/---
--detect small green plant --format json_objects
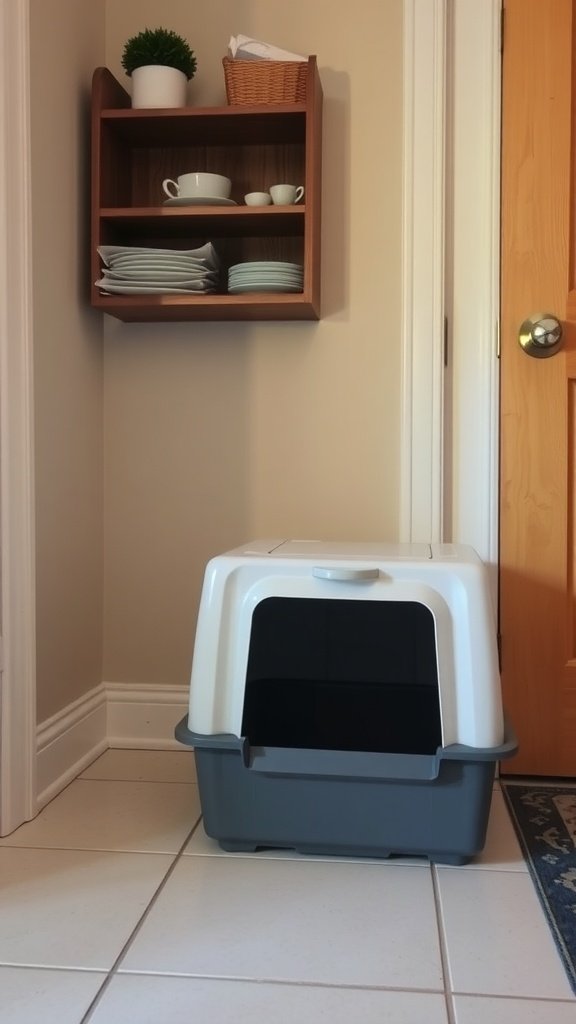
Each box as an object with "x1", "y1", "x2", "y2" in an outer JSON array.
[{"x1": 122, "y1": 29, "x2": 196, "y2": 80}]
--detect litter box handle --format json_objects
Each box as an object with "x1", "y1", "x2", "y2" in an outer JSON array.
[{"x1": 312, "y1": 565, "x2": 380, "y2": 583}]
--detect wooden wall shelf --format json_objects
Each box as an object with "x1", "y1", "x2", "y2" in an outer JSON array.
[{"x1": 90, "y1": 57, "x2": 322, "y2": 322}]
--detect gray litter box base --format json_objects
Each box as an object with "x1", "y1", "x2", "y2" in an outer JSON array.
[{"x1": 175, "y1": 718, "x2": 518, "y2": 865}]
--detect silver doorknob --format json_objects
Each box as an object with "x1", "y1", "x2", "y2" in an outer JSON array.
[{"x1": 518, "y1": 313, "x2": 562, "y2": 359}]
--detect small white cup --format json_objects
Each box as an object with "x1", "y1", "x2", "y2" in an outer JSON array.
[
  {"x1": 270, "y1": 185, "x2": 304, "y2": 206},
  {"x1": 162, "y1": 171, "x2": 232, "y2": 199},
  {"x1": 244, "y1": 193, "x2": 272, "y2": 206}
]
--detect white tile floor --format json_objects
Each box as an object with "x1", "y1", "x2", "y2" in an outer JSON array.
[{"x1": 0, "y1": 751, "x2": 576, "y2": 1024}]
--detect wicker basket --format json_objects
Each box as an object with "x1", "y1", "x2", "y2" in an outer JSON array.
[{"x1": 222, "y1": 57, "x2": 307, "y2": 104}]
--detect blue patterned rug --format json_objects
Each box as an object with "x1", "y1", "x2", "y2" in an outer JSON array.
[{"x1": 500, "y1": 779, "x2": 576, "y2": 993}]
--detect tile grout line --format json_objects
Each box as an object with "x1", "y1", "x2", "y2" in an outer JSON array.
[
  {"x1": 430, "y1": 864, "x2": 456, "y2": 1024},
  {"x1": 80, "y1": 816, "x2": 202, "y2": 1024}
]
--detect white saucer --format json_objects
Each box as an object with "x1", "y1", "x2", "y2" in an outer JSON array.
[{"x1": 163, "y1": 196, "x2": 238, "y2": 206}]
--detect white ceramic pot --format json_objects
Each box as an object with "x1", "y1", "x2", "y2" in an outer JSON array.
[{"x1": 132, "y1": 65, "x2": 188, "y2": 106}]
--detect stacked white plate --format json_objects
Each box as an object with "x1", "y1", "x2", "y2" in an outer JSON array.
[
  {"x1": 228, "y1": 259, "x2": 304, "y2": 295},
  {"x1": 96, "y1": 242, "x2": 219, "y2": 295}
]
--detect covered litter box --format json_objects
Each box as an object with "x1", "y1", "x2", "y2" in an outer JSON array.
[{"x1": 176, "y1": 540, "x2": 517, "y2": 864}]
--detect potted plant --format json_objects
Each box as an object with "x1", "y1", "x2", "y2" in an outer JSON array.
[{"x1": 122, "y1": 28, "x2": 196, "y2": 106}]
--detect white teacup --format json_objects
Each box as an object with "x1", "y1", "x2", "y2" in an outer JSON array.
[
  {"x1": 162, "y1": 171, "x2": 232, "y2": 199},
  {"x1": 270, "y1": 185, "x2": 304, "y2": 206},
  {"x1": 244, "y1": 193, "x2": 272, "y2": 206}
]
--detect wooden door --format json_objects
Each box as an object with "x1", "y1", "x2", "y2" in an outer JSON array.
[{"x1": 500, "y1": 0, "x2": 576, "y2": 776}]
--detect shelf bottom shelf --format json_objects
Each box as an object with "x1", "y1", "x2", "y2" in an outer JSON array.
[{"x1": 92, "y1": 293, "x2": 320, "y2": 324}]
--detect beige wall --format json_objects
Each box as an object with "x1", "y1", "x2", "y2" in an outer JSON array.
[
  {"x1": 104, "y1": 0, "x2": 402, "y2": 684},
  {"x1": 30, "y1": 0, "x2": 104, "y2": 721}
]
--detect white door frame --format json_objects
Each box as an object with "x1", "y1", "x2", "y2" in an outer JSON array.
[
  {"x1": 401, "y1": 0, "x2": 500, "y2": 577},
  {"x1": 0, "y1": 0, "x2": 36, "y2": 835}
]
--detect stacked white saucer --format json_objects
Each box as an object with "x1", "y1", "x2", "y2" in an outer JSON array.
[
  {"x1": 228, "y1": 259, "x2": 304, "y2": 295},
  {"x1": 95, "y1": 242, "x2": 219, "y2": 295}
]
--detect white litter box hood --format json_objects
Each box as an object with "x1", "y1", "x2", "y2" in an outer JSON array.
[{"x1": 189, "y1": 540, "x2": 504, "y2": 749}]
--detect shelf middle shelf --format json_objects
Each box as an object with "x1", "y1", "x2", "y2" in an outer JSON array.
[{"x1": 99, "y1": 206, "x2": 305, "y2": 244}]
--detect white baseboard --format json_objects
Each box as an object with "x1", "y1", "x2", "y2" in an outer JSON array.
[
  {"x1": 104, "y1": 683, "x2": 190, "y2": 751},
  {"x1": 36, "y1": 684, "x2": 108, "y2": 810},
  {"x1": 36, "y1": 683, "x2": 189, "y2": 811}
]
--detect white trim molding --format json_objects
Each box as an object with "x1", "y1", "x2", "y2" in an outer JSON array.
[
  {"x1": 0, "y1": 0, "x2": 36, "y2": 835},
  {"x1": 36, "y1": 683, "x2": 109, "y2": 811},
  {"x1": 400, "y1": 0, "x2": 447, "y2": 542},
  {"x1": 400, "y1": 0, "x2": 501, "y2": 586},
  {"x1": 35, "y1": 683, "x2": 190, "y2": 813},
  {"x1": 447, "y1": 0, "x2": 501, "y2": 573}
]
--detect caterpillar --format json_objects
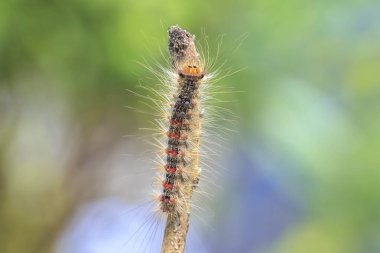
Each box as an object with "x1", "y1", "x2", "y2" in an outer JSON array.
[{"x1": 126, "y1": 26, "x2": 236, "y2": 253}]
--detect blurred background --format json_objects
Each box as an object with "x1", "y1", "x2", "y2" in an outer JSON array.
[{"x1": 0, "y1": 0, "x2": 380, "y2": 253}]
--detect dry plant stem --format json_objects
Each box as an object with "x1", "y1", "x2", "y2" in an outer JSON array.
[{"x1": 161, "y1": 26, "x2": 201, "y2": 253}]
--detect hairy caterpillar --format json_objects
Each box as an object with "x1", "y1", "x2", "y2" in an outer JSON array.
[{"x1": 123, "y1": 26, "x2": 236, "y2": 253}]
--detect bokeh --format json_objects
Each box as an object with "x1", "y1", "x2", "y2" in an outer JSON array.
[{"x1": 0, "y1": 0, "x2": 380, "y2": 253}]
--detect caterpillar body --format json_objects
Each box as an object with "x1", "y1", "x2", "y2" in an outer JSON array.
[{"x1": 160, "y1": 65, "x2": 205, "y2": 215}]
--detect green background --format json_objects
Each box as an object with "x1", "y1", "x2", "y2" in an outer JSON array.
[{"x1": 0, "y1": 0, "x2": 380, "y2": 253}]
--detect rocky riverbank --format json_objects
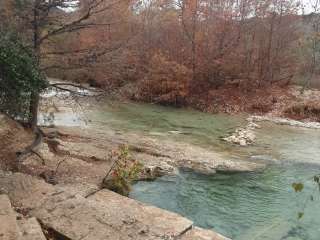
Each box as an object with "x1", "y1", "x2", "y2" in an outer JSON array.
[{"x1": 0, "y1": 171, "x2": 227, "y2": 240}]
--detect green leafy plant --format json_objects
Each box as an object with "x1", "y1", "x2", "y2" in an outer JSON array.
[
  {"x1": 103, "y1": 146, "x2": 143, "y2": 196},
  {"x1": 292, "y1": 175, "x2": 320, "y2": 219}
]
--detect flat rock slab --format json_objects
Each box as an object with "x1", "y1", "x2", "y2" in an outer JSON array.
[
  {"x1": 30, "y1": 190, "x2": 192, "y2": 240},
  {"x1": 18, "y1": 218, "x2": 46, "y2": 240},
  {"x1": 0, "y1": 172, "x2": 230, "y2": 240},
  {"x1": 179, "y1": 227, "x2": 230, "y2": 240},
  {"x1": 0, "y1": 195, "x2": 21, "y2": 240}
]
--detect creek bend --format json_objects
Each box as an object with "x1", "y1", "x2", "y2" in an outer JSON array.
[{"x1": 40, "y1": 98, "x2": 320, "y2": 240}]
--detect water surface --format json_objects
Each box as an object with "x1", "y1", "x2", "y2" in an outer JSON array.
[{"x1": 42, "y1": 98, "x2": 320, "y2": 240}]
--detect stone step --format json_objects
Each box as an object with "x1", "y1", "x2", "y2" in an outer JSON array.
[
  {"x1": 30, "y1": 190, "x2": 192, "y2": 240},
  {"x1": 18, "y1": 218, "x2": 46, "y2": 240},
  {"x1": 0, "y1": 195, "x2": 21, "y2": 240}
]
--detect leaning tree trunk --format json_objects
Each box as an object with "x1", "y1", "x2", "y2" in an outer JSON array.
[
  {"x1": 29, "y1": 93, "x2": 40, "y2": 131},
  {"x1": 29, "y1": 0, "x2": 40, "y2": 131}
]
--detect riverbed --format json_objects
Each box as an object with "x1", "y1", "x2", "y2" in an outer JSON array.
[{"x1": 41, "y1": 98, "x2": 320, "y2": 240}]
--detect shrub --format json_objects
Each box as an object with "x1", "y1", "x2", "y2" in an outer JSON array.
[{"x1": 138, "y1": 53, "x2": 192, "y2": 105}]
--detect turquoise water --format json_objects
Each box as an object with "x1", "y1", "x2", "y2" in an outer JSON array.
\---
▶ To be done
Copy out the entries from the line containing "--detect leaning tree" through the end of the entries, with "shrub" changed to "bush" and nothing else altered.

▶ Exercise answer
--detect leaning tree trunk --format json_objects
Each box as an object with "x1", "y1", "x2", "y2" in an outer JSON array.
[
  {"x1": 29, "y1": 93, "x2": 40, "y2": 131},
  {"x1": 29, "y1": 0, "x2": 40, "y2": 131}
]
--detect riverbed --format json_objects
Each box as an object with "x1", "y1", "x2", "y2" in an outer JSON array.
[{"x1": 41, "y1": 98, "x2": 320, "y2": 240}]
--detect bush --format json_objects
Each box as an object with "x1", "y1", "x2", "y2" in an outer JSON array.
[{"x1": 138, "y1": 53, "x2": 192, "y2": 105}]
--detect turquoise water --format json_objects
Each box as an object with "x1", "y1", "x2", "y2" in an outer JSON array.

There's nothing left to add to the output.